[SELECTED EXTRACT]
#####
Thursday, October 27, 2016

Mirror Mirror III: The Voyeur


Mirror, Mirror 3: The Voyeur (1995)
Dir. Rachel Gordon, Virginia Perfili
Written by Steve Tymon
Starring Billy Drago, Mark Ruffalo, David Naughton, Monique Parent



As you have perhaps gathered by this point, I have something of a weakness for franchises, and for grinding them out to the bitter end. Early on I reviewed the entire PUMPKINHEAD and HELLRAISER sagas, then Hammer’s FRANKENSTEIN sequence, and more recently, I watched every single fucking RINGU and JU-ON sequel, a fate which I mercificully spared you from having to suffer through with me. I also spared you from reviews of MIRROR MIRROR 1 and 2, 90’s direct-to-video filler about a haunted mirror so bereft of worth that it didn’t seem worth bringing up. But then MIRROR MIRROR 3 showed up during October, and you know I’m honor-bound to review every movie I see in October, no matter how obscure or worthless, even if it takes me a whole year like it did last year because of laziness, physical infirmary, pontification, etc.

So, lucky you! You get to hear about MIRROR MIRROR 1-3 all in one breathless, ecstatic binge, to bring you up to speed! What’s that, you say, you don’t care at all? What if I sweetened the deal a little by mentioning that beloved Hollywood superstar Mark Ruffalo (MIRROR MIRROR 2: RAVEN’S DANCE, MIRROR MIRROR 3: THE VOYEUR) is in parts 2 and 3? That do anything for ya? Probably didn’t do much for his career, but if it was reason enough for me to watch ‘em, surely it’s reason enough for you to read about ‘em?

MIRROR MIRROR 1 is mostly pretty boring, it’s just the story of a angsty high school girl (Rainbow Harvest, a couple TV movies in the 90’s*) and her dysfunctional mom (Karen Black, Robert Altman’s NASHVILLE, IT’S ALIVE III: ISLAND OF THE ALIVE) who move into a new house and discover an obviously evil mirror which gives the daughter mild Carrie-like powers to punish her enemies (including GROUNDHOG DAY alum and one-time Seagal adversary Stephen Tobolowsky) in fairly dull psychic ways. BLADE RUNNER’s William Sanderson and CELLAR DWELLER/THE TEN COMMANDMENTS Yvonne De Carlo are in there too, but there’s pretty much nothing interesting or fun there, just a low-budget no-imagination 1990’s Carrie ripoff with ugly overlit lighting like they did in the 90’s. (Alternate opinion: “I loved this movie!!! 'smiles'... Rainbow Harvest was erotic and powerful in this one. I'd have to say this movie is her best. She's all goth/punk if you will, she's hot. I like the plot, its kind of '80's but its a cool flick... I recommend this movie to anyone who enjoys Gothic erotica or just plain fun…” -- IMDB commentator Jade-30 from Florida, 18 January 2003.)
#####
Dataset rows
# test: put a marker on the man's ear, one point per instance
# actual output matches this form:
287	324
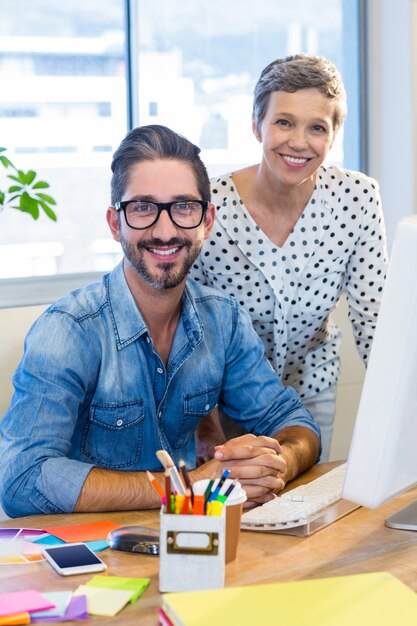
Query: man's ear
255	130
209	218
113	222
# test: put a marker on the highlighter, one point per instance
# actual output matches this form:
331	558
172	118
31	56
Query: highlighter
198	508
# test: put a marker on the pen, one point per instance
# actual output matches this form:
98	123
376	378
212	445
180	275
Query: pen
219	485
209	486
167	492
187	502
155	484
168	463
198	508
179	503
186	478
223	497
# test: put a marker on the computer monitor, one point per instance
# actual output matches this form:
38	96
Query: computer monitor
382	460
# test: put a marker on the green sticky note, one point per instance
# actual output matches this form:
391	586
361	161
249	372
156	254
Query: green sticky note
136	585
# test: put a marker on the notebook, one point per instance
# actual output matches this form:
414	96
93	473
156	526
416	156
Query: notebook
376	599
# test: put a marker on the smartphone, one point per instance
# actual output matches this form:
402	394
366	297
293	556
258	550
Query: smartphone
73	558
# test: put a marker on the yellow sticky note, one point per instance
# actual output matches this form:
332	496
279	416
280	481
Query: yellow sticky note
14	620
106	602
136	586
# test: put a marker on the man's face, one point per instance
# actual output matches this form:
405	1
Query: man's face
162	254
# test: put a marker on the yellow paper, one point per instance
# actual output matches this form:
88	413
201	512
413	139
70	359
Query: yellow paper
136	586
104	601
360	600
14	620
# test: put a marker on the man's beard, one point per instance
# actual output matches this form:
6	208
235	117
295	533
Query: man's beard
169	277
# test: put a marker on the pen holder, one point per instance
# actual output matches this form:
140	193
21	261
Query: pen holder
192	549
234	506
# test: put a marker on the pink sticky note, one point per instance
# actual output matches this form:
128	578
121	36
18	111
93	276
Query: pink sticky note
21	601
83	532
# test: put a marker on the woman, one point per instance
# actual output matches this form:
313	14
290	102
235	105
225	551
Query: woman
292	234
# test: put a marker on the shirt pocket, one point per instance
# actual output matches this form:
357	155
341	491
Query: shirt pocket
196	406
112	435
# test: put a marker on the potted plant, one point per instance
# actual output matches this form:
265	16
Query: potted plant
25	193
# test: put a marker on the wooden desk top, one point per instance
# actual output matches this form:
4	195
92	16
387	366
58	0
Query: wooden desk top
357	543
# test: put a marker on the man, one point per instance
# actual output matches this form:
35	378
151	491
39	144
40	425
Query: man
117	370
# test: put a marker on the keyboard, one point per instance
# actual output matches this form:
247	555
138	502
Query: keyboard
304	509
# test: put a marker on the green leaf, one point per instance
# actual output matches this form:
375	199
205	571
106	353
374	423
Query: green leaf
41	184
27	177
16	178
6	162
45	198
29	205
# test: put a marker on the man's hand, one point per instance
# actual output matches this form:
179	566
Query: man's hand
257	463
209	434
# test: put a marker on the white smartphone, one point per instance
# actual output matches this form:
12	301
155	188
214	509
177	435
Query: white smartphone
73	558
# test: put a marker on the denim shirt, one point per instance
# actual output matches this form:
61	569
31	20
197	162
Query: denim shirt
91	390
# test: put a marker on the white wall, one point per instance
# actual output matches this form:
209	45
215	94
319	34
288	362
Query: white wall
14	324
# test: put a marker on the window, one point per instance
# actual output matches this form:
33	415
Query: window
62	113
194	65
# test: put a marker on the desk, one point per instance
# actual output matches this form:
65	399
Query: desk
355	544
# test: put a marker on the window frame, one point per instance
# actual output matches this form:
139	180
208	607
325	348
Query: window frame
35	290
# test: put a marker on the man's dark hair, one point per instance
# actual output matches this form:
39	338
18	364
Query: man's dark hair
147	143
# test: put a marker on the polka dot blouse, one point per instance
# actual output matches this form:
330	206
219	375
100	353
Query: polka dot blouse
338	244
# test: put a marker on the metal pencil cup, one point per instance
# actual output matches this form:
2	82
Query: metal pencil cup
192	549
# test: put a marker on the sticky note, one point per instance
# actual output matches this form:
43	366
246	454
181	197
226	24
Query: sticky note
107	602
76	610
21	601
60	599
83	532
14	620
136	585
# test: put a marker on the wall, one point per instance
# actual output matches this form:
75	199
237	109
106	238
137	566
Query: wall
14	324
#####
[THINGS TO DO]
A: Reproduce the portion of the Mirror Mirror review from "So, lucky you!" up to and including "read about ‘em?", swapping "binge" for "marathon".
B: According to the Mirror Mirror review, who wrote Mirror, Mirror 3: The Voyeur?
This material was taken from a separate source.

[EXERCISE RESULTS]
A:
So, lucky you! You get to hear about MIRROR MIRROR 1-3 all in one breathless, ecstatic marathon, to bring you up to speed! What’s that, you say, you don’t care at all? What if I sweetened the deal a little by mentioning that beloved Hollywood superstar Mark Ruffalo (MIRROR MIRROR 2: RAVEN’S DANCE, MIRROR MIRROR 3: THE VOYEUR) is in parts 2 and 3? That do anything for ya? Probably didn’t do much for his career, but if it was reason enough for me to watch ‘em, surely it’s reason enough for you to read about ‘em?

B: Steve Tymon